(Records drawn from a dataset)
:::::

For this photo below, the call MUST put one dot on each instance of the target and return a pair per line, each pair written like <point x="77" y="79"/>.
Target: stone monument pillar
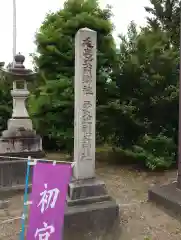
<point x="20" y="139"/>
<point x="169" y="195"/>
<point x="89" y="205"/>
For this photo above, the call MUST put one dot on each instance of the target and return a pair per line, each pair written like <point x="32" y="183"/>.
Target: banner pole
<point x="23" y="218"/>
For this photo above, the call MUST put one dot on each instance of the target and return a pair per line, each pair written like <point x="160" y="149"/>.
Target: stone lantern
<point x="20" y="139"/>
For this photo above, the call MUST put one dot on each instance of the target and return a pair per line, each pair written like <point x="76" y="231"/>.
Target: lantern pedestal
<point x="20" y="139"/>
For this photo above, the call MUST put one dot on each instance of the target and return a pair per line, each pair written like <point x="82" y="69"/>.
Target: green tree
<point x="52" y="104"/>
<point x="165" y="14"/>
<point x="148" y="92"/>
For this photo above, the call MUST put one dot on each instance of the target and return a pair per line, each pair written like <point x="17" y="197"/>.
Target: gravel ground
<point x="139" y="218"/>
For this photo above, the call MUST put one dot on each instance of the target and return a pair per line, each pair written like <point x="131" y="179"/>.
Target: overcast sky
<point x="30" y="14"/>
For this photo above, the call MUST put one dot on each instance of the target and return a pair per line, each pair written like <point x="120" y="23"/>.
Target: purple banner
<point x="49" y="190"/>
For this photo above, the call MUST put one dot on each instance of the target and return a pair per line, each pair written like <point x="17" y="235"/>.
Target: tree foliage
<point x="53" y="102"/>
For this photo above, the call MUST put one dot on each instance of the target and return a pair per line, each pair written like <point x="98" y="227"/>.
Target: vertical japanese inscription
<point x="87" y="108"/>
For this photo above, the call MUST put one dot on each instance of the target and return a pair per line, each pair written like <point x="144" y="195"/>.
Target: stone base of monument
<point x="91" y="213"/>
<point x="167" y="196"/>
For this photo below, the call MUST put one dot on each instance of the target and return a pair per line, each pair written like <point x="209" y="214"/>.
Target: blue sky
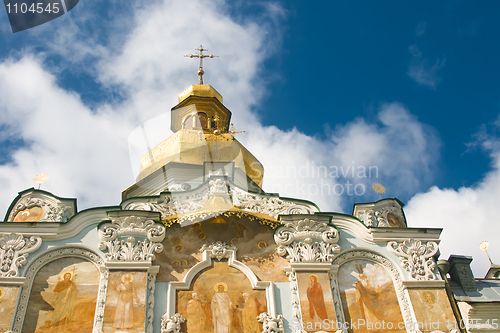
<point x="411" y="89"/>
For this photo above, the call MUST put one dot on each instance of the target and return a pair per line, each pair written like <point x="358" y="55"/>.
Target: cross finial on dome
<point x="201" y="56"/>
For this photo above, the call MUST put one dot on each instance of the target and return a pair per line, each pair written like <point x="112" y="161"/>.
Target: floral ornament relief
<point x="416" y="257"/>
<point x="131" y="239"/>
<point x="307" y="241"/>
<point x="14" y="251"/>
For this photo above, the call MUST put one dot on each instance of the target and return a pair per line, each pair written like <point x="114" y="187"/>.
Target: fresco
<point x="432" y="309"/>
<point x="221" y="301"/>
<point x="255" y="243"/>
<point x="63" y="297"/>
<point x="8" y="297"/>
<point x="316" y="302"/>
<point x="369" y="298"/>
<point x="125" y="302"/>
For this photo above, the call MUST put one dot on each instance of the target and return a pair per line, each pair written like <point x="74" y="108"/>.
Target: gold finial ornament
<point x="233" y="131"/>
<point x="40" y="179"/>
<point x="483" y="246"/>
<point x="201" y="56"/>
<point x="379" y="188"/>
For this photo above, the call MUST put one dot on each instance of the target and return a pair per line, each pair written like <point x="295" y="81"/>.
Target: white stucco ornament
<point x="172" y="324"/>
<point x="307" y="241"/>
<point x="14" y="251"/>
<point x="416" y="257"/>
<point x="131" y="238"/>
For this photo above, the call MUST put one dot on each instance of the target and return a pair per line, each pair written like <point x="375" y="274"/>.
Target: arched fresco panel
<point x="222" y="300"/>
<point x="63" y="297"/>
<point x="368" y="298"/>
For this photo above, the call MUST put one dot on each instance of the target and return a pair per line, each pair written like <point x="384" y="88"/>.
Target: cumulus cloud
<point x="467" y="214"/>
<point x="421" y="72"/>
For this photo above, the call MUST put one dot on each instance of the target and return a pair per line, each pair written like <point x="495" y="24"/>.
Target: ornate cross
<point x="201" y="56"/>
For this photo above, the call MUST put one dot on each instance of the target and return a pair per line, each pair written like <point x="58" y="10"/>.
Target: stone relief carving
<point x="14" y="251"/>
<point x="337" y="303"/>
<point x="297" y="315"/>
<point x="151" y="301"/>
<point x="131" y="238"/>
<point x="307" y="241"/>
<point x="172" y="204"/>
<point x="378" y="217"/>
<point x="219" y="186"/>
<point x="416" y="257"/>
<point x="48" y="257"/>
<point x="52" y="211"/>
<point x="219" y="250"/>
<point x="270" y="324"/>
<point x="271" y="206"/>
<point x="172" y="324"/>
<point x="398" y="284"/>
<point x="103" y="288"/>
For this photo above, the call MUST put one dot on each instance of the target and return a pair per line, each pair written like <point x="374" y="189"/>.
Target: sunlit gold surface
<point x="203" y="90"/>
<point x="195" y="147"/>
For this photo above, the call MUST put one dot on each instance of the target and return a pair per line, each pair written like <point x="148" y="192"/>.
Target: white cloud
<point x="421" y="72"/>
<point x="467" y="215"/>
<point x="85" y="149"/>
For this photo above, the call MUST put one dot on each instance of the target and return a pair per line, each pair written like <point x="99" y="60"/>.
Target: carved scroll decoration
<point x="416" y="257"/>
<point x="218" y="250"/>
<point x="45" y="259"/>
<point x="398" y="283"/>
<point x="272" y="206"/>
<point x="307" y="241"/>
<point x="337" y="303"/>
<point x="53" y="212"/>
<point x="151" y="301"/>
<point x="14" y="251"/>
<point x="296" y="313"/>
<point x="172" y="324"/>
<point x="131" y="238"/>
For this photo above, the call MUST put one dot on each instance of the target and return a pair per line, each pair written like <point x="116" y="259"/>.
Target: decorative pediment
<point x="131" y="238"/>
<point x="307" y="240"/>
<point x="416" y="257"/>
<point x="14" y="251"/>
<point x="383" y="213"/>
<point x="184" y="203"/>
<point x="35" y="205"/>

:::::

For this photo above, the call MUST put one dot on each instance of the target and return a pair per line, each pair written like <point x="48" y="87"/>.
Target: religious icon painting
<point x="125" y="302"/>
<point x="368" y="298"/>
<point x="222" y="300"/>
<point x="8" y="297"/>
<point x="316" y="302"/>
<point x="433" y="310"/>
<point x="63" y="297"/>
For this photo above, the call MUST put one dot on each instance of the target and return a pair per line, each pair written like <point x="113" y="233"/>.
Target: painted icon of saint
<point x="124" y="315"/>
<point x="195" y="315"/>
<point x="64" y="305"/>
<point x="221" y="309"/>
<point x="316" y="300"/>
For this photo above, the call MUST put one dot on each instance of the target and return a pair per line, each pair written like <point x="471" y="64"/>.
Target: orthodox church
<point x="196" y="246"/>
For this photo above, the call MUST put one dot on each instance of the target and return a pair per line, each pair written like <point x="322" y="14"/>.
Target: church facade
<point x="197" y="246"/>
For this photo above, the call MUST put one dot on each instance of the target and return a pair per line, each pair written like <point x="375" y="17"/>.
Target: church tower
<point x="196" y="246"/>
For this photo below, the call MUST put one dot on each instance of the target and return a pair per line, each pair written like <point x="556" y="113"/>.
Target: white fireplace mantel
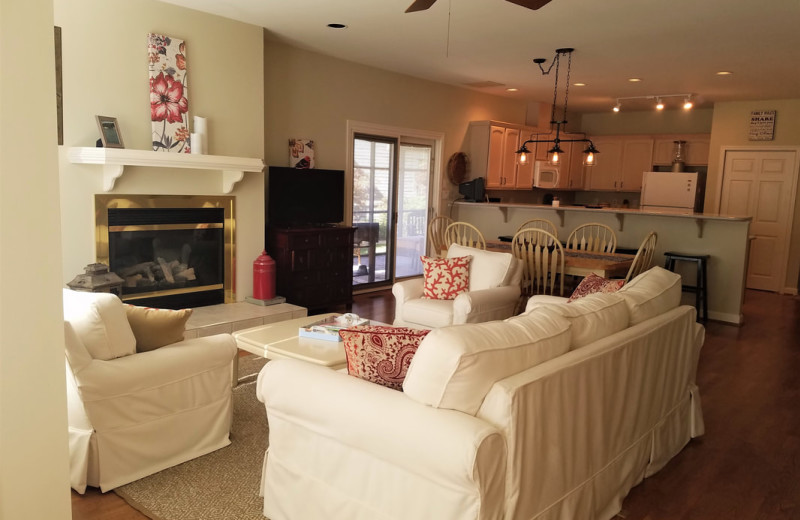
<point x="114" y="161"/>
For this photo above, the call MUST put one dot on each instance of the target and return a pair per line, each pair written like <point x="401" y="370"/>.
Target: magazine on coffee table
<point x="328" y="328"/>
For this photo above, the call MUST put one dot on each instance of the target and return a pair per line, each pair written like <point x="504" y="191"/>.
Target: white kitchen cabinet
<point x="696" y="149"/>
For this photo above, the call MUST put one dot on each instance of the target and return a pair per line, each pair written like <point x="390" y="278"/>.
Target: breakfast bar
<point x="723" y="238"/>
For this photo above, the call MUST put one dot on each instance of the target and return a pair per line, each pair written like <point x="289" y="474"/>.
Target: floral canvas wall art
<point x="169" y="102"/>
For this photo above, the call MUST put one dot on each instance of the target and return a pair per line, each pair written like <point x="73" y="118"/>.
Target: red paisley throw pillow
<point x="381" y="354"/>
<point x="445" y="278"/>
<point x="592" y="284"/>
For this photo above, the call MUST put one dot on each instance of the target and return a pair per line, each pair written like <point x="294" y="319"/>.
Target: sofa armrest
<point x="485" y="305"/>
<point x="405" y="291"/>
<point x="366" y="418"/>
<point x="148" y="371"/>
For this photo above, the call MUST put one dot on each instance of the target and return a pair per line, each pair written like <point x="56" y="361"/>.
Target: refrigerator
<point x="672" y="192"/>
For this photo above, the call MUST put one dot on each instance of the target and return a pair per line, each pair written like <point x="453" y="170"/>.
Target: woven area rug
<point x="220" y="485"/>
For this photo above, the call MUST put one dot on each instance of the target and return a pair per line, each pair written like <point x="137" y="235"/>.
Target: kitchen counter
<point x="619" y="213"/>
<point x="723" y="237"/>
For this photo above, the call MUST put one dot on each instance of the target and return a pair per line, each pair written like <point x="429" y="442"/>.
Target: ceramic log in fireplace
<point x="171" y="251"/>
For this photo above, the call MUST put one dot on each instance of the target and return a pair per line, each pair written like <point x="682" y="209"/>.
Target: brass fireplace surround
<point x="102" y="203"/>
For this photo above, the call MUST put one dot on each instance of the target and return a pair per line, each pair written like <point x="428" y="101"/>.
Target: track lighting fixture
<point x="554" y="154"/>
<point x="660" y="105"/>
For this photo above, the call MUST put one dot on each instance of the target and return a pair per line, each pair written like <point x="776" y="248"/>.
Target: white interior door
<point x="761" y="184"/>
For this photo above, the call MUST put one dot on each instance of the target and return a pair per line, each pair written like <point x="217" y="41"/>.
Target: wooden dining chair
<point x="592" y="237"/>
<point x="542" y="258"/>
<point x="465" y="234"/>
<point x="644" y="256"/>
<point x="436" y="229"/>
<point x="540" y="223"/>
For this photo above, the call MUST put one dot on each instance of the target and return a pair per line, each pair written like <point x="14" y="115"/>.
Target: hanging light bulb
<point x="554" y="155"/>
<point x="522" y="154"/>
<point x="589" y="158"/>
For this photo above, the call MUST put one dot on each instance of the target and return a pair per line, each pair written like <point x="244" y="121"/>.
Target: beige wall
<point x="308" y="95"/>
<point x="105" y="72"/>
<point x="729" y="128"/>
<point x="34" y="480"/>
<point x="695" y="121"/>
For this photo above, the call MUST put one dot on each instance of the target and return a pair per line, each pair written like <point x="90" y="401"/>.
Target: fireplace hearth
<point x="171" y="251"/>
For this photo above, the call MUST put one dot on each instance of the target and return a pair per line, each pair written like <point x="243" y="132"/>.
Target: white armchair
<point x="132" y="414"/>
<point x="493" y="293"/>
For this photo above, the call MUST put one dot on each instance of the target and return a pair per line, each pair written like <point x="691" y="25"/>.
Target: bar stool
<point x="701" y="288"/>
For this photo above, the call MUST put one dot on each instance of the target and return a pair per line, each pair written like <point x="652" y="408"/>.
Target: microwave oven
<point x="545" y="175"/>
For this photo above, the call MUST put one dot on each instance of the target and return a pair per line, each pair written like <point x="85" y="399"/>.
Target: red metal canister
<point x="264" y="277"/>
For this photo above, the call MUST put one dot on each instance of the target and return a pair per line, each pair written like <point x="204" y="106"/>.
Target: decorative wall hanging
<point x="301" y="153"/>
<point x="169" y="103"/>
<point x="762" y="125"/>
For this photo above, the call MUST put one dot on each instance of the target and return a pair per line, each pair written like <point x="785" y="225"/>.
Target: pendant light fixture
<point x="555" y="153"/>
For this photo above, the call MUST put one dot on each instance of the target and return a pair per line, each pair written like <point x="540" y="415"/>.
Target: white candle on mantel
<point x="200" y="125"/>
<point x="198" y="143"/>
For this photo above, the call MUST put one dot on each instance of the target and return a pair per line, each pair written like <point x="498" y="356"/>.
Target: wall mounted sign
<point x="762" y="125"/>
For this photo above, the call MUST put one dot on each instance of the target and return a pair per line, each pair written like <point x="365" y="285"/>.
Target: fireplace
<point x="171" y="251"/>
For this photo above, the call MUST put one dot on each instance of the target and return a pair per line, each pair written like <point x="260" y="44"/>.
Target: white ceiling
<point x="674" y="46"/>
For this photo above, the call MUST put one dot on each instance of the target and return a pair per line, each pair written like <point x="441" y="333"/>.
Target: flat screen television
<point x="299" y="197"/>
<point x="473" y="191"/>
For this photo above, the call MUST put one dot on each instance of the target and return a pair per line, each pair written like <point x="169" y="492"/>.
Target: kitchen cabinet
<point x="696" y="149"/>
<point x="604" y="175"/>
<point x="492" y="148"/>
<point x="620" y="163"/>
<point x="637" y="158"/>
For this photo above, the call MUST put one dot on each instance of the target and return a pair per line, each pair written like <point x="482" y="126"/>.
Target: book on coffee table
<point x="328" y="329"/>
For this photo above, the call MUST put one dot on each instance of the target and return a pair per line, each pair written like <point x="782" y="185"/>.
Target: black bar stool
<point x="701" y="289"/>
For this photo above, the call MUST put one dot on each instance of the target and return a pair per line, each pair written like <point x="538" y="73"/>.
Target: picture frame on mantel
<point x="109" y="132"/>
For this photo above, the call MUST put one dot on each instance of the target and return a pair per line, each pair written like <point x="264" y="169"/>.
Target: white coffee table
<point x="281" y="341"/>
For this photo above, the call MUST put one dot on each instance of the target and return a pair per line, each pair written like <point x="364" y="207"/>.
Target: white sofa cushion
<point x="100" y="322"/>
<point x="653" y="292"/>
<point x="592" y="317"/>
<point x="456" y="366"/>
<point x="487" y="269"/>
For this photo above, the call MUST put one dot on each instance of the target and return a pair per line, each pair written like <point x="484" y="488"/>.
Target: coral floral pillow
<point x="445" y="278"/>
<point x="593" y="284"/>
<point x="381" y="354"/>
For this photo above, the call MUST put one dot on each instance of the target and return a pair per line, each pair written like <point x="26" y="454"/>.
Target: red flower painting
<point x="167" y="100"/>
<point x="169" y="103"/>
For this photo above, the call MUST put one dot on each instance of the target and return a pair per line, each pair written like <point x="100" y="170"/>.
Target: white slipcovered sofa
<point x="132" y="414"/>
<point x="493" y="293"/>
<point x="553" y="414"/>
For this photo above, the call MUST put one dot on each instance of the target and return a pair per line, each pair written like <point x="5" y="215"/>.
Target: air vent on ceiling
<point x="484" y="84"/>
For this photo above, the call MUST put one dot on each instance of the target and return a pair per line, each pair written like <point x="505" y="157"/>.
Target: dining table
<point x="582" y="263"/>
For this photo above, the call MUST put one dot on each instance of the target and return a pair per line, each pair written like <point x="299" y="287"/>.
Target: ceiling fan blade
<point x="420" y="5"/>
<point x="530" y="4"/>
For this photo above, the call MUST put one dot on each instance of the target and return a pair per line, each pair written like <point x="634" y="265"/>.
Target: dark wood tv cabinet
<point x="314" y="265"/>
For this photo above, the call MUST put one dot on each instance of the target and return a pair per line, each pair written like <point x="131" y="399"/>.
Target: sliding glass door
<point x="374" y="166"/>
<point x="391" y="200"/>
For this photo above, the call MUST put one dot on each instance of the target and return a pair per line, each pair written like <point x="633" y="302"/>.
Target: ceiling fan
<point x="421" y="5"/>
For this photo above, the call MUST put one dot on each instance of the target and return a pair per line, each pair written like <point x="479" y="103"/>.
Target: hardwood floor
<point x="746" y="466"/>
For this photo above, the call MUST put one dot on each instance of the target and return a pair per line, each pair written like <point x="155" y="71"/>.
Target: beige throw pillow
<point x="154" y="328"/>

:::::

TRY IT: Please report every line of the records above that contains the word "below".

ANSWER TO THIS TASK:
For this photo below, the call MUST put one dot on each instance of the target and return a pair per line, each pair written like <point x="77" y="79"/>.
For this photo below, the call MUST put one dot on each instance of the target and return a pair per line, each pair written like <point x="209" y="214"/>.
For this photo below, the call MUST put one dot on each instance of the target and return a pair per line, each pair written like <point x="556" y="113"/>.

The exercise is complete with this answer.